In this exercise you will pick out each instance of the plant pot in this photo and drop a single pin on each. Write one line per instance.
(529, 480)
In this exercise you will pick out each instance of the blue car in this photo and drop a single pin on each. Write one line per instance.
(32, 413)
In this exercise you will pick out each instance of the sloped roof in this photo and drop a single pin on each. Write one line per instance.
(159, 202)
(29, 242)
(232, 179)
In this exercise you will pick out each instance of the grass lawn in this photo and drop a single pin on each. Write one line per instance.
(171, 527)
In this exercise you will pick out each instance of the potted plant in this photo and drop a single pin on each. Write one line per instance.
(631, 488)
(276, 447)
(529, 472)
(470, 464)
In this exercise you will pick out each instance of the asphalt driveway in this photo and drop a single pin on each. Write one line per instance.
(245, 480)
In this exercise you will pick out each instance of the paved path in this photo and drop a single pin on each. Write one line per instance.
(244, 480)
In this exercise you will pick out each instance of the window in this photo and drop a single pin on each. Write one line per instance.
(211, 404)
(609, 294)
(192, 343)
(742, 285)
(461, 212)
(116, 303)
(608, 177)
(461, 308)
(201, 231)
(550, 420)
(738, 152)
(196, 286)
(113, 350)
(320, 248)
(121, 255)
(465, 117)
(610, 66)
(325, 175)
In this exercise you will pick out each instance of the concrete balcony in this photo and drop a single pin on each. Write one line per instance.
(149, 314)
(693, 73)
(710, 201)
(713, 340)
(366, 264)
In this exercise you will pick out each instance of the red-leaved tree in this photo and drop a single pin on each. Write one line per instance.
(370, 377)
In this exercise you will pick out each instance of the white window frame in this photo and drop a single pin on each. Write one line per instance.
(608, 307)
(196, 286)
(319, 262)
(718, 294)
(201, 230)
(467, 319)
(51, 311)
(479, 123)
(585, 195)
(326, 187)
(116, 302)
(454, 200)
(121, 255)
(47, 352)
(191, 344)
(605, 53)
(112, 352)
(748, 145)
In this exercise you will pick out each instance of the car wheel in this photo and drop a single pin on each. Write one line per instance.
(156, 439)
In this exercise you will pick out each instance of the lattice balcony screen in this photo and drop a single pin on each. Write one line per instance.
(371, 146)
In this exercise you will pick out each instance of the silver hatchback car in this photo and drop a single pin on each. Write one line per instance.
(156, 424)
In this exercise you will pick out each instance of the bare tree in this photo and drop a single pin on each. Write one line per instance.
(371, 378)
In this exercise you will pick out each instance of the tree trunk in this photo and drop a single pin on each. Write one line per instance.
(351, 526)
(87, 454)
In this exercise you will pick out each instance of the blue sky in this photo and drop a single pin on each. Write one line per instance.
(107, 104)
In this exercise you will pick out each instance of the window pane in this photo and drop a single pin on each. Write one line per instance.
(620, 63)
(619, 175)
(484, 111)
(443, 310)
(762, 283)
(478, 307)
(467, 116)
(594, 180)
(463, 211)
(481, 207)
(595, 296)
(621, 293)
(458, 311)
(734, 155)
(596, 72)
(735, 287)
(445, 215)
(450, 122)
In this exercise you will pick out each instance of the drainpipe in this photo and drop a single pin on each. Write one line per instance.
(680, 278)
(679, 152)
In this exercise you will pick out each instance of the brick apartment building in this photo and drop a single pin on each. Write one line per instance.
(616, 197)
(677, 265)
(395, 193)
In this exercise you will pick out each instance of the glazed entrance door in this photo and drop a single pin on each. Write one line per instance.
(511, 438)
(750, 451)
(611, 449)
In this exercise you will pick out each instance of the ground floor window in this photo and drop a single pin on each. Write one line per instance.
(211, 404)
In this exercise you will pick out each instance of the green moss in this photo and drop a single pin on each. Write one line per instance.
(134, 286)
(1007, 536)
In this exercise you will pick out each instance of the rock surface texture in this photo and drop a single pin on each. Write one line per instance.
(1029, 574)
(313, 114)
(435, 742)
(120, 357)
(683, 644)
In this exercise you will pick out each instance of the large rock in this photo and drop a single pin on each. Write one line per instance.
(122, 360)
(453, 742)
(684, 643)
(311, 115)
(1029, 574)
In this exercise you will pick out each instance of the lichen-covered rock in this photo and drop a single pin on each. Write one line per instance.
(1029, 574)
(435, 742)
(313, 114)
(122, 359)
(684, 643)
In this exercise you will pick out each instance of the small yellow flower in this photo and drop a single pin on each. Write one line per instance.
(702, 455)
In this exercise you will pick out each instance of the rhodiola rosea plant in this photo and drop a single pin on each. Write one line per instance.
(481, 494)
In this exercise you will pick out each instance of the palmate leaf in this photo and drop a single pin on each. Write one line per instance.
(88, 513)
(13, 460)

• **Directive**
Add 84 to each coordinate number and rewrite everything from the line containing "of the lichen-covered" down to the end of the listing. Keep every line in that span, including the ones without coordinates.

• **Exercise solution**
In this exercise you will pick out each instance of the lichen-covered rock in this photo and drop a single pin on each. Write one line per instance.
(1113, 658)
(519, 826)
(397, 198)
(206, 443)
(768, 727)
In this exercise you will pick out each instance of the small yellow flower in this photo and drop a single pin on each. Write one line per instance.
(786, 539)
In this exercise you will pick out each instance of the rhodiola rosea plant in this photo and drop a single pin on each. Write one line per instance.
(565, 578)
In this exercise you will pick out each instance of the palmate leaf in this photo and drop a single pin on each. Write one line per instance.
(172, 597)
(97, 544)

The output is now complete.